WHAT IS EXPECTED: Write out every entry precisely as given, leaving the pictures out.

ENTRIES SUPPLIED:
━━━━

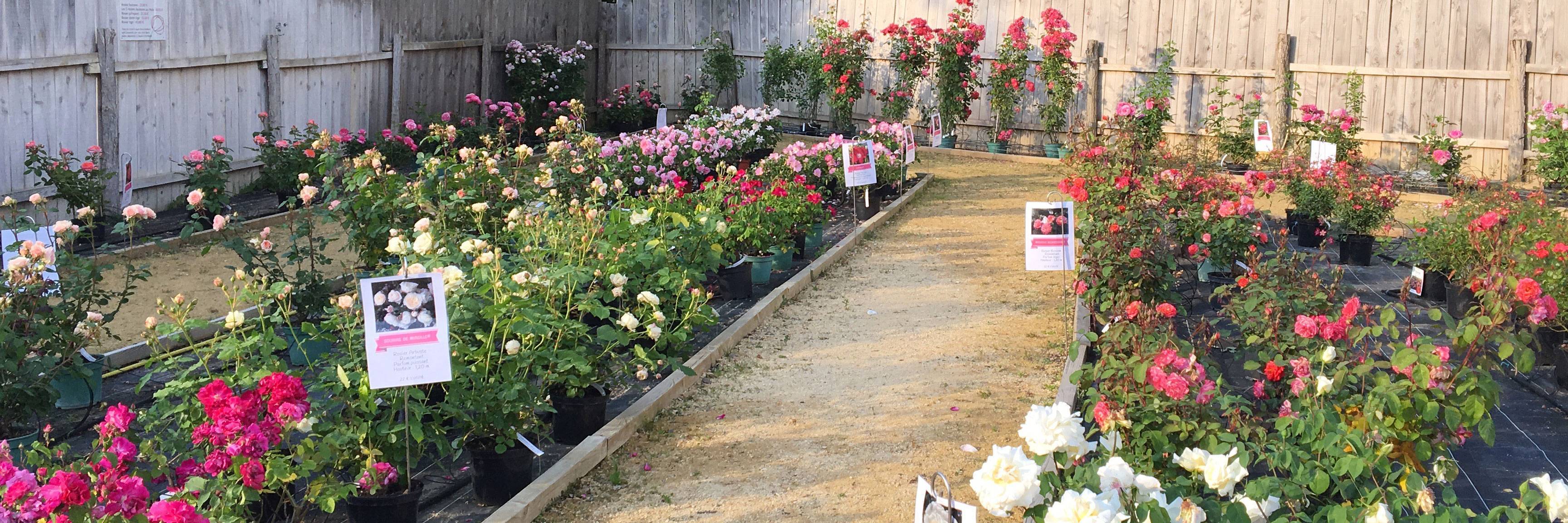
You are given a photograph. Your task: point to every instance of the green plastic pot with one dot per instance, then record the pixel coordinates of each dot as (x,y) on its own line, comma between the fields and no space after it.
(761,269)
(814,238)
(302,348)
(78,392)
(781,258)
(16,445)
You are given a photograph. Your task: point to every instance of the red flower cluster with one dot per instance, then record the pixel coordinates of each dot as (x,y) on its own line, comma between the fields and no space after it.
(1176,376)
(247,424)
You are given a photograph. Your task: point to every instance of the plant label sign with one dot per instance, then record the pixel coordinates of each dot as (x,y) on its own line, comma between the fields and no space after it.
(143,20)
(1049,236)
(11,239)
(1323,151)
(929,508)
(860,165)
(1263,136)
(407,337)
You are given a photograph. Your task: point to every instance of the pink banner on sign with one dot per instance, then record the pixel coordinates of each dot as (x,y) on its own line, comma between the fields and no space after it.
(1049,241)
(402,340)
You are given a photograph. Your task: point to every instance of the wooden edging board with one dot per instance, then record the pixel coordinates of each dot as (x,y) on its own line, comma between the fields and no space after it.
(532,502)
(963,153)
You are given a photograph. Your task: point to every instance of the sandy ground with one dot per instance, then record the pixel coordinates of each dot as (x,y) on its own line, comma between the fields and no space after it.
(187,271)
(828,412)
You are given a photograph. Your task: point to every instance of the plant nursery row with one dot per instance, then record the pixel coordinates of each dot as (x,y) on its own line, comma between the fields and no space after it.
(565,266)
(1231,376)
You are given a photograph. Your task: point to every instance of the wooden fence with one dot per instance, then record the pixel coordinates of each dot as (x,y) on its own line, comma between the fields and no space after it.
(66,79)
(1476,62)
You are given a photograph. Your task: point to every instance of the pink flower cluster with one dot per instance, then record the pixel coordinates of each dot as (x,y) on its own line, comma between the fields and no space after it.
(106,489)
(1176,376)
(1321,327)
(245,426)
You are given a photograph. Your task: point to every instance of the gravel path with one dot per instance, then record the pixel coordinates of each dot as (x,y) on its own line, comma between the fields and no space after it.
(830,410)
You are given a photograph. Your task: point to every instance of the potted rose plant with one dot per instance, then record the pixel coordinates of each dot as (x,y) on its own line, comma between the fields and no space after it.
(1441,154)
(1363,206)
(844,55)
(1009,81)
(79,184)
(1550,137)
(957,57)
(1056,73)
(1230,122)
(911,55)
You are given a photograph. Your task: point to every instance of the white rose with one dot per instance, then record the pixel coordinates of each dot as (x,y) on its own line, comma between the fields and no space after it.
(424,244)
(1115,475)
(1222,474)
(1054,429)
(1324,385)
(1084,506)
(1007,479)
(648,297)
(1381,516)
(1556,494)
(629,321)
(1258,513)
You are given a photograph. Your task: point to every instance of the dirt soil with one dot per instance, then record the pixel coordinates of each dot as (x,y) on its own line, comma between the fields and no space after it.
(186,271)
(927,338)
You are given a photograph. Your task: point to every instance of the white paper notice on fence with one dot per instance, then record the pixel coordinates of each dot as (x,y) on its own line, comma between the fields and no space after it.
(860,165)
(10,241)
(1323,151)
(407,337)
(929,508)
(1048,236)
(1263,136)
(143,20)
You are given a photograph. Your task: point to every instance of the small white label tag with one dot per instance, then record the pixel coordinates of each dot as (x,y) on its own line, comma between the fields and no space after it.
(529,445)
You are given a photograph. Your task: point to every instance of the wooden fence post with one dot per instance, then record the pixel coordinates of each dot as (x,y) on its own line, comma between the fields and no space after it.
(109,117)
(1093,51)
(487,64)
(1514,107)
(1285,87)
(396,107)
(274,81)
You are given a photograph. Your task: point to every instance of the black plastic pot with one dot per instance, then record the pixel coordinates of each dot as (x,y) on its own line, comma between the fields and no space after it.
(863,209)
(1357,249)
(499,476)
(578,418)
(272,508)
(1435,286)
(735,281)
(396,508)
(1310,233)
(1460,299)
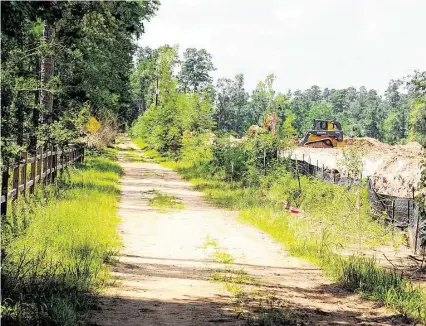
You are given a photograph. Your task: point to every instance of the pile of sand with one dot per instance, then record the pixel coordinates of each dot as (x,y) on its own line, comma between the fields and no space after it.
(394,169)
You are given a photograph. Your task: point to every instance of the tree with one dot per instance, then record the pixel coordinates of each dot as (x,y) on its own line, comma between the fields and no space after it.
(195,71)
(90,45)
(231,104)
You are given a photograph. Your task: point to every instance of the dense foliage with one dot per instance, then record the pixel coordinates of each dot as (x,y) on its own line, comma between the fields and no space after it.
(63,62)
(399,115)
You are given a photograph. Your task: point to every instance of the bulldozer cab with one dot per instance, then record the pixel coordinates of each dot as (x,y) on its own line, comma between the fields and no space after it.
(326,133)
(327,125)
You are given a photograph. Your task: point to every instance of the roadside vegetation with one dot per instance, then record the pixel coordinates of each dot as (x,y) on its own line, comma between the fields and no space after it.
(55,245)
(333,219)
(250,176)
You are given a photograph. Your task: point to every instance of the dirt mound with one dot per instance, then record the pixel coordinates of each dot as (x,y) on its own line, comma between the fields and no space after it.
(394,169)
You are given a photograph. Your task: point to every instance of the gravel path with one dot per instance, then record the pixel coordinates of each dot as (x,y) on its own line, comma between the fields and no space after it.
(164,272)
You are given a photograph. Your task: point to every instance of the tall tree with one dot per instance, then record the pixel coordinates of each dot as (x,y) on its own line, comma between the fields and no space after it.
(195,73)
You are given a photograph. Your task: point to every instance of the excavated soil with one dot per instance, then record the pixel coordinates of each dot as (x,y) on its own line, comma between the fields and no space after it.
(394,170)
(163,273)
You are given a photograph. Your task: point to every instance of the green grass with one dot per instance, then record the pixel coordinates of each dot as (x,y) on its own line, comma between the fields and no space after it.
(56,246)
(331,222)
(165,202)
(334,218)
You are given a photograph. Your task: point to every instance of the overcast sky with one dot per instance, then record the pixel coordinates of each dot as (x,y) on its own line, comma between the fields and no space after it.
(329,43)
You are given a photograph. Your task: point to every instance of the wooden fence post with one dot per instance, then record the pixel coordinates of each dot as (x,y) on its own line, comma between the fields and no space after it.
(24,156)
(33,173)
(45,164)
(51,164)
(4,186)
(15,182)
(54,162)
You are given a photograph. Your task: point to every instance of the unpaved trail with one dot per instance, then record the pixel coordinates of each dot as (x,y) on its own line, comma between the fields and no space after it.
(164,273)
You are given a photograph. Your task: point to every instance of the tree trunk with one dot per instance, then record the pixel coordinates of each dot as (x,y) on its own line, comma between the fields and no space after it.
(46,72)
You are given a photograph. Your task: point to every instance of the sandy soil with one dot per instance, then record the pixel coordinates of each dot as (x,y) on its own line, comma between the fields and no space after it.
(163,272)
(394,170)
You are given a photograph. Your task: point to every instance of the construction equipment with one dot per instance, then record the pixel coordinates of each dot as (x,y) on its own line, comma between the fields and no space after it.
(325,133)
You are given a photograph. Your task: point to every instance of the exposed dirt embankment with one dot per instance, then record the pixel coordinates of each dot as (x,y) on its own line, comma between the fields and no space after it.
(394,170)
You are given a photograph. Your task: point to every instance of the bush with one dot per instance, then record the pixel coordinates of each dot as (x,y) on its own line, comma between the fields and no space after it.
(54,247)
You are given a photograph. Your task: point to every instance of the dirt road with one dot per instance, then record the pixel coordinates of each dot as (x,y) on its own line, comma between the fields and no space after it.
(164,271)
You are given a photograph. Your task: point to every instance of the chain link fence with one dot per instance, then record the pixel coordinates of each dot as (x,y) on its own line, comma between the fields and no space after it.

━━━━

SOLUTION FOR THIS PROBLEM:
You are given a photograph. Your task: point to every instance of the green plastic pot with one dot per instance, then record the pixel coordinates of each dot as (x,y) on its own line, comma between the fields and no space after it.
(761,269)
(814,238)
(302,348)
(78,392)
(781,258)
(16,445)
You are given a photograph. Your task: point to every instance of the red flower cluster with one dot per instance, then record the pixel coordinates of each dot as (x,y) on its own line, comma between the fields and no space after it.
(1176,376)
(247,424)
You are given a photograph. Your task: point to every instance of the plant label sign with one dot per instance, then record the pixel coordinates of each dot as (x,y) on its own line, comma between the fields and no space after it.
(143,20)
(1049,236)
(11,239)
(1323,151)
(929,508)
(860,165)
(1263,136)
(407,337)
You are given a photograph. Your task: point to every instance of the pink banner on sign with one dot per instance, then record the pixel coordinates of each dot as (x,y) on its own line, comma between the fields and no space after it.
(1049,241)
(402,340)
You are given a photograph. Your task: point to every instance of the wooden edging board with one dot per instance, then record the pixel coordinates of each dot as (x,y) on its own line, comma between the fields and no space after it.
(532,502)
(963,153)
You are given a photograph. Your task: point to every instance of the sandy ground with one dot per instance, then record the pixel coordinates of each dot as (x,y) on its own line, comma between the fields and no space after it.
(187,271)
(828,412)
You are given a photograph. Your task: point to every instance of the plant nursery row with one dot per instance, then record the pixel coordinates of each dot as (x,y) on its own line, comma between the fields and no space after it.
(565,266)
(1231,376)
You are given a photograph. Your task: point to every instance of the wooden fence with one dot per instance, then record the pixel coordinates of each dot as (x,y) on its own line, comma between the fields and no space after it.
(66,79)
(1476,62)
You are given a photograph. Your task: point to every instance of the pink flower cluster with one dot per instance, then record the pixel coordinates of each dot as (x,y) on its own line, comma between the fields and no space after it.
(106,489)
(1176,376)
(1321,327)
(245,426)
You are given a photograph. Your task: point to every instance of the gravel path with one dot per instance, then record the pixel coordinates of each dot as (x,y) on its own line, comma between the fields and no space after it.
(830,410)
You are given a photograph. Your task: point to every instance of the potted rose plant with one dot per instance, then record the pixel coordinates of each dot as (x,y) on its own line, comma between the fields and no space after it.
(1441,154)
(1363,206)
(844,55)
(1009,81)
(79,184)
(1550,137)
(957,57)
(1056,73)
(1230,122)
(911,55)
You are given a photograph. Your task: point to every instance of the white rose with one dot per instance, then record the pixel coordinates of each dot as (x,y) on its own line, comma between the fields and no space after it.
(424,244)
(1115,475)
(1222,474)
(1054,429)
(1324,385)
(1084,506)
(1007,479)
(648,297)
(1381,516)
(1556,494)
(629,321)
(1258,513)
You are given a photograph. Your task: point to every instance of the dirt soil with one dot per instance, then record the pixel coordinates of each dot as (x,y) on its own line, comma between the fields and no space after it.
(186,271)
(927,338)
You are given a photograph. Your task: point to every instance of the white paper notice on fence with one dot per instance, then record the pixel coordinates of each dot as (x,y) on its own line, comma between the fields and no space after it.
(860,165)
(10,241)
(1323,151)
(407,337)
(929,508)
(1048,236)
(1263,136)
(143,20)
You are given a photograph. Your task: point to every instance of the small white label tag with one dot per instance, then record the pixel coordinates of each dot as (x,y) on its own line, comma between the fields and no space after it.
(529,445)
You are given a photograph. Your task: point to every instance of the wooden fence post with one dot per instance, then record the pixel coordinates of each dot as (x,y) on its own line, comma between the fields and no space after it.
(109,117)
(1093,51)
(487,64)
(1514,107)
(1285,87)
(396,107)
(274,81)
You are given a photograph. Your task: point to every instance of the black plastic pot with one dot per instance, then record the pixel coordinates of each dot as (x,y) on its own line, comma between the fields and no space after it.
(863,209)
(1357,249)
(499,476)
(578,418)
(272,508)
(1435,286)
(735,281)
(396,508)
(1310,233)
(1460,299)
You are given a photograph. Your task: point to every instance of the pile of sand with one dot per instance, then record the pixel coordinates of each dot as (x,y) on its own line, comma between the fields and no space after it.
(394,169)
You are given a photograph. Your task: point to every instance of the tree with one dot per instance, then record the pixel coordinates of each dot as (x,y) on its own line, comma between the fields and no space after it.
(195,71)
(90,45)
(231,104)
You are given a photograph. Your task: point to every instance of the dense foliage with one dot per instance, then record the pixel coordinates of each dot as (x,y) on its own line, comma between the fields and no space after it.
(63,62)
(399,115)
You are given a photograph. Your task: point to every instance of the bulldozer cab with one dot per instance, then record the pixel coordinates of each dot as (x,y) on its own line, comma between the fields and no space after it.
(326,133)
(327,125)
You are given a photograph. Your task: point to every instance of the roadside vegetation with one dot per instance, then record the pixel coordinates of each dot as (x,y) on its own line, comma between the fields and no space after it.
(55,245)
(333,219)
(250,176)
You are given a photograph. Your task: point to every instance of the dirt mound with one dot per instance, then record the pixel coordinates of each dot as (x,y) on its own line, comma between the fields and no space after it.
(394,169)
You are given a photograph. Your task: point to every instance of the gravel path with one dot per instance, then record the pixel coordinates of each dot as (x,y) on its own line, comma between the fields and no space after it.
(164,272)
You are given a photograph. Your task: point to every instance of the tall tree with one dot per instance, then record the pixel coordinates of each dot as (x,y) on its own line, comma between the fields and no space after it.
(195,73)
You are given a photograph. Your task: point to every instance of the excavated soil with one dot per instance, then record the pixel coordinates of each dot as (x,y) on its own line, comma between the fields and no space after it.
(394,170)
(163,273)
You are given a photograph. Your task: point to every instance of the green grass with one dot per instance, then record the pixel coordinates of each dot as (x,y) on its own line, comma between the fields and no space after it.
(56,246)
(331,222)
(165,202)
(334,218)
You are given a photograph. Your task: point to every instance of the overcast sky with one dot per instance, then record the pixel coordinates of each dot as (x,y) on its own line, comma between the fields and no space after it.
(329,43)
You are given a photograph. Your task: point to every instance of the wooden fence post with one dot per instance, then record the pixel coordinates of each dot as (x,y) on its own line, comma between the fields and no space after it.
(24,156)
(33,173)
(45,164)
(51,164)
(4,186)
(15,182)
(54,162)
You are given a photograph. Your task: point to every instance of the unpaved trail with one dot per instance, then record the pixel coordinates of each dot as (x,y) on its own line, comma between the fields and no space after it.
(164,273)
You are given a photograph. Your task: point to every instance of the tree trunk with one dot per instance, then record the pixel coordinates of each dot as (x,y) on its own line, comma between the fields and no space after it.
(46,72)
You are given a photograph. Your task: point to every instance of the sandy soil with one dot per instance, then record the pixel coordinates of each dot as (x,y) on its own line, comma between the fields and no space after it.
(163,272)
(394,170)
You are given a photograph. Your task: point to every instance of the construction equipment with one dot per instance, then record the pixel coordinates of each dot as (x,y) on its own line, comma between the fields and no space after it.
(325,133)
You are given a photograph. Your task: point to every instance of the exposed dirt embankment with one dot per instance, then record the pixel coordinates of each dot as (x,y) on its own line, comma between the fields and no space after it.
(394,170)
You are given a photograph. Your task: point to every instance of the bush with one dot per instance, then record the pixel coordinates of each dot as (x,y) on its own line, comma between the fields and no space after it.
(54,247)
You are given a photograph. Your task: point to every instance of the dirt road with one dot per instance, then record the pixel coordinates of each dot as (x,y) on its own line, comma between the fields and no space after it.
(164,271)
You are given a photograph. Your task: point to every instance of the chain link fence with one dot per instance, then record the pixel coordinates of each dot as (x,y) on its own line, comma between the fields and no space after it.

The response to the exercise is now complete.